| REQUIRED ACTION |
Looking only at the lines below that contain "pole", give the number of them and no other text.

| RECORDS FOR THIS EXERCISE |
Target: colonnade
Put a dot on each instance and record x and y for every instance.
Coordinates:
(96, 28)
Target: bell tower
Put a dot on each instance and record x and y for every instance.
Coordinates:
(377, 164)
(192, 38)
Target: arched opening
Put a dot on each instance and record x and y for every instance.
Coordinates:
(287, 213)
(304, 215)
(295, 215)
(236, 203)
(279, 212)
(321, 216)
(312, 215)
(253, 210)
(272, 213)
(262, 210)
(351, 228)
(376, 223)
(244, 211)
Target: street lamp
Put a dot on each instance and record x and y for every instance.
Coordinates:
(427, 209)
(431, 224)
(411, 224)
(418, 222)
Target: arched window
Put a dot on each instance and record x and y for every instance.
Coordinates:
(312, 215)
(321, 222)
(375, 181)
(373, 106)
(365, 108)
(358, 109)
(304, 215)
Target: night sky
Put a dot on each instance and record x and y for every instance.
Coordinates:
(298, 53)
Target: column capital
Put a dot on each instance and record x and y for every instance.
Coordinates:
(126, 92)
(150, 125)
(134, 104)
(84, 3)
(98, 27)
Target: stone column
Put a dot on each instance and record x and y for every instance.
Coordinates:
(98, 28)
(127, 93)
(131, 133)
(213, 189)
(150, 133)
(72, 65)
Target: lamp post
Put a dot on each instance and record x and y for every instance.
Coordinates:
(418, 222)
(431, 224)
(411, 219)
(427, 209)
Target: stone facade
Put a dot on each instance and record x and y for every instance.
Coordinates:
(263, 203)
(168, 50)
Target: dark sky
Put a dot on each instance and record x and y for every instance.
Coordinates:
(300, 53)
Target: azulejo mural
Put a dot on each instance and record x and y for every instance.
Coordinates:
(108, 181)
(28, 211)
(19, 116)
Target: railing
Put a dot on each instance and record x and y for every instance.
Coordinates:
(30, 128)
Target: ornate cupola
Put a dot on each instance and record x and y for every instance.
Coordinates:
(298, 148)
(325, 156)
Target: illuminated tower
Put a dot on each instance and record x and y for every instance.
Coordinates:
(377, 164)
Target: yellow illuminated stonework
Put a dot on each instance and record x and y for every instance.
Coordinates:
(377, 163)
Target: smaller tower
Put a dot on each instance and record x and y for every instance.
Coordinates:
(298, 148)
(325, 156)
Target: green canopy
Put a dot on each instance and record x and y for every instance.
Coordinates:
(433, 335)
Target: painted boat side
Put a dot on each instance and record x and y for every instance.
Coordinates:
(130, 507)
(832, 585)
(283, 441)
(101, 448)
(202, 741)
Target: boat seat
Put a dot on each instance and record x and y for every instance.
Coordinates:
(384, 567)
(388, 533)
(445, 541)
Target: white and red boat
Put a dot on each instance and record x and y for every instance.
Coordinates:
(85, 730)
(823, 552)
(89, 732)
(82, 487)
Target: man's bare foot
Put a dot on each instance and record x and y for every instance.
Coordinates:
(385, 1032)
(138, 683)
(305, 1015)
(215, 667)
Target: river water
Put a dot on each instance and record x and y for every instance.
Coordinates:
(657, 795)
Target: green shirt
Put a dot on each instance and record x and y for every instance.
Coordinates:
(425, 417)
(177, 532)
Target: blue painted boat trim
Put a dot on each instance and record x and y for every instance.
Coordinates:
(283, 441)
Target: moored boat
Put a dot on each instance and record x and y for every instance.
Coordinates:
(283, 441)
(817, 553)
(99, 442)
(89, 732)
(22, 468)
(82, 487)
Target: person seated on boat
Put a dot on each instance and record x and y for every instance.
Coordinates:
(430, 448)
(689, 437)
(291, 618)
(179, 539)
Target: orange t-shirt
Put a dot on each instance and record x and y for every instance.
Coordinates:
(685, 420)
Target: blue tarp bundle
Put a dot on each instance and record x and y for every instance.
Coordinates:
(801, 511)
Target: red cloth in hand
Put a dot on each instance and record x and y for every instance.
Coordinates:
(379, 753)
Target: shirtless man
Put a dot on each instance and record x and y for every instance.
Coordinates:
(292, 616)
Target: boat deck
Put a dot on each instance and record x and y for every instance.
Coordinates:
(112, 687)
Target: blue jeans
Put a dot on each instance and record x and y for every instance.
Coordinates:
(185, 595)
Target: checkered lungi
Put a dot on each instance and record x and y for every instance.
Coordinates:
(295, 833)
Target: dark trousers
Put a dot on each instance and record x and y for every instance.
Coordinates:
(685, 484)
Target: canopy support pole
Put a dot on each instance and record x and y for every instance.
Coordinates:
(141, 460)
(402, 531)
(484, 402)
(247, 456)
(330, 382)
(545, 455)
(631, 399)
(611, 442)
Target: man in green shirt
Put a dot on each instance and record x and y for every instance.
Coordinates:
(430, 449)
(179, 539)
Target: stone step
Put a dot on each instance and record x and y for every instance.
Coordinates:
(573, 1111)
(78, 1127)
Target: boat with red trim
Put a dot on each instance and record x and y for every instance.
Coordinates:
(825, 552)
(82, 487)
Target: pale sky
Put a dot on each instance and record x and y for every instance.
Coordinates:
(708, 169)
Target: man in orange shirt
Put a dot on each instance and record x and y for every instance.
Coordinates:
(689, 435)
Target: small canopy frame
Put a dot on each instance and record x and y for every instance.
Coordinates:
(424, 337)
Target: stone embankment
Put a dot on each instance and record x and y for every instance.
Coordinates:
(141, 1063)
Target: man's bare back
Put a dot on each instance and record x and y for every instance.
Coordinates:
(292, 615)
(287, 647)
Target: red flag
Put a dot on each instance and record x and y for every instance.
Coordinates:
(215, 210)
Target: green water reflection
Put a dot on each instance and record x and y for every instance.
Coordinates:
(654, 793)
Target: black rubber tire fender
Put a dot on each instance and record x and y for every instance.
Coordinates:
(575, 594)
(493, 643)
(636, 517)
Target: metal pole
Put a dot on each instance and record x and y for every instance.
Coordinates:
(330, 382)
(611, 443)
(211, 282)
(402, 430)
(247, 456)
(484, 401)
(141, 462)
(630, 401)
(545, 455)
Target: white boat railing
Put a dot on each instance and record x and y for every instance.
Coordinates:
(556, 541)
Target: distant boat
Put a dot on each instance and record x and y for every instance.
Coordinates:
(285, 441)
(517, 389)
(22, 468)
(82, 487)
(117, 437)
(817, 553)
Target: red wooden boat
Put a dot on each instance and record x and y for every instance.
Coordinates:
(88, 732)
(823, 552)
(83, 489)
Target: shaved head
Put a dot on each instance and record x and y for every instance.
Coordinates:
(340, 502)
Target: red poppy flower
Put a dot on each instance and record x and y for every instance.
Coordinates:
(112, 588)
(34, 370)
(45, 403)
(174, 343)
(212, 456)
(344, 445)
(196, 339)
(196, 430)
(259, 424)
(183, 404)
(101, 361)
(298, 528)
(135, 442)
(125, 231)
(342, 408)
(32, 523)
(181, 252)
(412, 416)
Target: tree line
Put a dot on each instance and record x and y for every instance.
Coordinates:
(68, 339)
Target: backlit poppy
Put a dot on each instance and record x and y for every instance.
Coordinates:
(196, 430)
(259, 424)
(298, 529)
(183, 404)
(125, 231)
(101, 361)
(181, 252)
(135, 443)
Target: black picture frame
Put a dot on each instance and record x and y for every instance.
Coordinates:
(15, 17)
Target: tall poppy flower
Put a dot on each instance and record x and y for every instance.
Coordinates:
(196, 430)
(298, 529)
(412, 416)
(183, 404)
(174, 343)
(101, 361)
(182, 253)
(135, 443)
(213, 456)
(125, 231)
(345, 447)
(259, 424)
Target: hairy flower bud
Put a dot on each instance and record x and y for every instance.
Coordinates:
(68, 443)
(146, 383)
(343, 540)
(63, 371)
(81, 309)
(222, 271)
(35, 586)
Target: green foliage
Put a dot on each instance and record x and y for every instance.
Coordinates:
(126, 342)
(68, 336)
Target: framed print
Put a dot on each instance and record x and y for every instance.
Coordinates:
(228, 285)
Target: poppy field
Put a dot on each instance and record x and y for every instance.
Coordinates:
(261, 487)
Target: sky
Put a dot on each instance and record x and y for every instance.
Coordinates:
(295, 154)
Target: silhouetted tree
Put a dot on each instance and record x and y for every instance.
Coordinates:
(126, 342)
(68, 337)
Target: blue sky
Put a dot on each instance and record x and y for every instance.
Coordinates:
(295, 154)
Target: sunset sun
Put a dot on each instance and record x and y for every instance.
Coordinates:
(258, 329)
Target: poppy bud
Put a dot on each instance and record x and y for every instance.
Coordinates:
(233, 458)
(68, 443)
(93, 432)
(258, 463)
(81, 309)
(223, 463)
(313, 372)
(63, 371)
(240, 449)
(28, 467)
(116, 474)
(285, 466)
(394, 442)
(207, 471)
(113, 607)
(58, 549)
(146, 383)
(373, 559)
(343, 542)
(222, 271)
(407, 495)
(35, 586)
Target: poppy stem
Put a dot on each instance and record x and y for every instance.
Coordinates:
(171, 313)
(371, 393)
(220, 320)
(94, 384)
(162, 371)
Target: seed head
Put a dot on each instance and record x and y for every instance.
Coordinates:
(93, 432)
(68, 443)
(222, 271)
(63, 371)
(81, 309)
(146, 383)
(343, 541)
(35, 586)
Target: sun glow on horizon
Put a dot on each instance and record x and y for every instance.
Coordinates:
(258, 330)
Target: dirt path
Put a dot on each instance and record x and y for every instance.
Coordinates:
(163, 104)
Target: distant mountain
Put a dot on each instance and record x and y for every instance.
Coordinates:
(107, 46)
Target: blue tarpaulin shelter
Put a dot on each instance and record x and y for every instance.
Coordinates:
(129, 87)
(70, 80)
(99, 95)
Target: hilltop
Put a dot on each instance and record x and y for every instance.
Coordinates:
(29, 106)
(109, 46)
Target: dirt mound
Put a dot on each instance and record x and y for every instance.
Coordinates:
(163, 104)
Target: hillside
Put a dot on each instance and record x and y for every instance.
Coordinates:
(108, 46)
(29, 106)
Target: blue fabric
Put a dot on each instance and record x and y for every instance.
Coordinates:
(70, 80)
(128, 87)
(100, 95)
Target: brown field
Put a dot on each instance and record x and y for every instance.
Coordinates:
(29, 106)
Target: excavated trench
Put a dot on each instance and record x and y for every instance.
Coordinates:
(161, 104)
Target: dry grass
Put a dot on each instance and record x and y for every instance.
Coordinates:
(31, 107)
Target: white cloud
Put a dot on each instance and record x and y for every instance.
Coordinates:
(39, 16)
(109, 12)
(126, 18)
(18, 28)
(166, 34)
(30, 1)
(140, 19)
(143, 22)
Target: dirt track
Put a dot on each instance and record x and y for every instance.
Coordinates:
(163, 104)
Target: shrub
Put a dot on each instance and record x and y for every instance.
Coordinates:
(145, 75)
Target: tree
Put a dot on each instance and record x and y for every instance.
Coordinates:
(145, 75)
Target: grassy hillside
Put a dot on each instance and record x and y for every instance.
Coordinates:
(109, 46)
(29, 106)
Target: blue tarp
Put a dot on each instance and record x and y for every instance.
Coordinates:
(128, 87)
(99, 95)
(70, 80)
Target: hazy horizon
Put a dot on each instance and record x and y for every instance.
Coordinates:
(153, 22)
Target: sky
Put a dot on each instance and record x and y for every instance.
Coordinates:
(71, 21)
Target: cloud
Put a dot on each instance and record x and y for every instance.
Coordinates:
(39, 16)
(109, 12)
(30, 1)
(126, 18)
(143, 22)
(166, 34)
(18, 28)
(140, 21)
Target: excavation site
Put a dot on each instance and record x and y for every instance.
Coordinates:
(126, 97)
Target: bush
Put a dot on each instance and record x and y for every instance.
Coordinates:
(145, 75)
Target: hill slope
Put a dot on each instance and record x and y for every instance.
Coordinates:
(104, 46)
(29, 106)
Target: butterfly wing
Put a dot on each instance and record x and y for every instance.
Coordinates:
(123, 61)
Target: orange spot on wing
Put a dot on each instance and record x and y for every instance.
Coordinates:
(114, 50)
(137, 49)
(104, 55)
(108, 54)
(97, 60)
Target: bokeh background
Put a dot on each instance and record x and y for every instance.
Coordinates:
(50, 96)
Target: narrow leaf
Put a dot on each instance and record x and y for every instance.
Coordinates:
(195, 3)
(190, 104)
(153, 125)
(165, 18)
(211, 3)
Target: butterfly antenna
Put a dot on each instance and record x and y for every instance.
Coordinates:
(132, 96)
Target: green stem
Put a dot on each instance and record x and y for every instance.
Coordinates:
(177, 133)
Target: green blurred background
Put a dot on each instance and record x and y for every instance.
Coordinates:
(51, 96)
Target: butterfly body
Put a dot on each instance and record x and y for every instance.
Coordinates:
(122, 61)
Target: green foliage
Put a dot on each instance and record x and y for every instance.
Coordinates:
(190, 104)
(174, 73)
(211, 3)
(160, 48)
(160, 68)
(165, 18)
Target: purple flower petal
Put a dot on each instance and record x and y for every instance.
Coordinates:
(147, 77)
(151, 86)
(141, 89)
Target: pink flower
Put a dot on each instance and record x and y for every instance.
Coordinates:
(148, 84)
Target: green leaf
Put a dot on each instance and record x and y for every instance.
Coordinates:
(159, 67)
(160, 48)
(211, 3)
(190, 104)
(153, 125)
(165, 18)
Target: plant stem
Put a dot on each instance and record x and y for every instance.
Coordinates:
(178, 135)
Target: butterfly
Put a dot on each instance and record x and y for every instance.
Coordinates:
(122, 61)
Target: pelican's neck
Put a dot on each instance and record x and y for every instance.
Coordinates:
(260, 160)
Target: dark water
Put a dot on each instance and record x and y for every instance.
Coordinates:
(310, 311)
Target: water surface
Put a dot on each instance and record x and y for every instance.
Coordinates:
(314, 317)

| OUTPUT OF THE TASK |
2